MATERIAL SUPPLIED:
========================================

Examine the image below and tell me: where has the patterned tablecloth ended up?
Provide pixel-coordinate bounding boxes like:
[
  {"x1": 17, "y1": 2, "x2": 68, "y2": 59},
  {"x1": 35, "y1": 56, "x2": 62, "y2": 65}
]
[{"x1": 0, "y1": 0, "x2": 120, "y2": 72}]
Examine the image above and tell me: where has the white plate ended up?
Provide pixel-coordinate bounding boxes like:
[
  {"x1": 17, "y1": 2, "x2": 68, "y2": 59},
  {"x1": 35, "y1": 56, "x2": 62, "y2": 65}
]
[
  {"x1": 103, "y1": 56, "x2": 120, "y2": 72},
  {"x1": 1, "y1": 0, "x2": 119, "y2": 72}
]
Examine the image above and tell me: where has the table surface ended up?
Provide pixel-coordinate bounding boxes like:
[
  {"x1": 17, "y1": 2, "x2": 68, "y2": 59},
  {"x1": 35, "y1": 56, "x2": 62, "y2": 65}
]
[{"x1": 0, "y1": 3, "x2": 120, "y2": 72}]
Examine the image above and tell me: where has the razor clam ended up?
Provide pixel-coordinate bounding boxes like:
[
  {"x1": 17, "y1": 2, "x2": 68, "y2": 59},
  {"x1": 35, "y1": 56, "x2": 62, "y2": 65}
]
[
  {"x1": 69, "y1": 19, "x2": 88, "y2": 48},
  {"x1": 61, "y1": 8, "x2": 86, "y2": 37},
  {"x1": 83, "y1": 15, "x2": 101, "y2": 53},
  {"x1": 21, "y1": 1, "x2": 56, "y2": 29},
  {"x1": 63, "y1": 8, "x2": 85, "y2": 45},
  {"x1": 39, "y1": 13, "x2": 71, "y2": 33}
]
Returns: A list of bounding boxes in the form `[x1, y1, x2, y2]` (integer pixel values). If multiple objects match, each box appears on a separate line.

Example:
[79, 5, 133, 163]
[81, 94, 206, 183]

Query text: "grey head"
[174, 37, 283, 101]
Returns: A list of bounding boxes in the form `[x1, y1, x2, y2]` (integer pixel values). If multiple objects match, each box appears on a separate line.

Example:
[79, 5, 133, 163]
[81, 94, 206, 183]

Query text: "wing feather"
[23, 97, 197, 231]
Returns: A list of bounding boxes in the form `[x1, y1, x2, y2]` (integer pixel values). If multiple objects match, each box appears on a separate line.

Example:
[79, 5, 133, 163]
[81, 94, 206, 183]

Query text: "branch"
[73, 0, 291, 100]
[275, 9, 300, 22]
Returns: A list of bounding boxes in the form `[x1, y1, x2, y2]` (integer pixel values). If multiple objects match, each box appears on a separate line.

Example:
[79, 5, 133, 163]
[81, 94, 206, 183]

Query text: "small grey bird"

========================================

Print back all the lines verbatim.

Examine the image below and tell me: where has the patterned tablecloth ended up?
Provide pixel-coordinate bounding boxes like:
[
  {"x1": 17, "y1": 2, "x2": 68, "y2": 59},
  {"x1": 35, "y1": 56, "x2": 62, "y2": 65}
]
[{"x1": 0, "y1": 0, "x2": 120, "y2": 72}]
Examine the image above and tell me: where has the white plate ended up?
Provide pixel-coordinate bounding boxes like:
[
  {"x1": 17, "y1": 2, "x2": 68, "y2": 59},
  {"x1": 35, "y1": 56, "x2": 62, "y2": 65}
]
[
  {"x1": 103, "y1": 56, "x2": 120, "y2": 72},
  {"x1": 1, "y1": 0, "x2": 119, "y2": 72}
]
Examine the image above and tell me: where has the table surface ended up?
Provide pixel-coordinate bounding boxes like:
[
  {"x1": 17, "y1": 2, "x2": 68, "y2": 59},
  {"x1": 35, "y1": 56, "x2": 62, "y2": 65}
]
[{"x1": 0, "y1": 3, "x2": 120, "y2": 72}]
Examine the image above and tell me: where has the razor clam ended up?
Provide pixel-coordinate bounding boxes like:
[
  {"x1": 17, "y1": 2, "x2": 68, "y2": 59},
  {"x1": 35, "y1": 56, "x2": 62, "y2": 65}
]
[
  {"x1": 69, "y1": 19, "x2": 88, "y2": 48},
  {"x1": 61, "y1": 8, "x2": 86, "y2": 37},
  {"x1": 83, "y1": 15, "x2": 101, "y2": 53},
  {"x1": 21, "y1": 1, "x2": 56, "y2": 29},
  {"x1": 63, "y1": 8, "x2": 85, "y2": 45},
  {"x1": 39, "y1": 13, "x2": 71, "y2": 33}
]
Returns: A list of bounding boxes in the form `[x1, y1, x2, y2]` (integer pixel values). If multiple objects match, each box appears on a separate line.

Example:
[79, 5, 133, 163]
[81, 94, 206, 183]

Query text: "grey head"
[174, 37, 283, 101]
Returns: A list of bounding boxes in the form `[x1, y1, x2, y2]` (integer pixel values). If multiple objects match, each box appears on a separate line.

Example:
[79, 5, 133, 163]
[81, 94, 206, 183]

Query text: "wing feather"
[23, 97, 197, 231]
Returns: A list of bounding boxes in the form `[x1, y1, x2, y2]` (integer pixel values). If multiple objects match, each box appears on a separate line.

Example:
[79, 5, 133, 163]
[81, 94, 206, 183]

Query text: "branch"
[73, 0, 291, 100]
[275, 9, 300, 22]
Returns: A list of bounding boxes in the form `[x1, y1, x2, y2]` (integer pixel values). If multiple objects match, each box appears on a separate line.

Example:
[79, 5, 133, 163]
[81, 94, 206, 183]

Query text: "small grey bird"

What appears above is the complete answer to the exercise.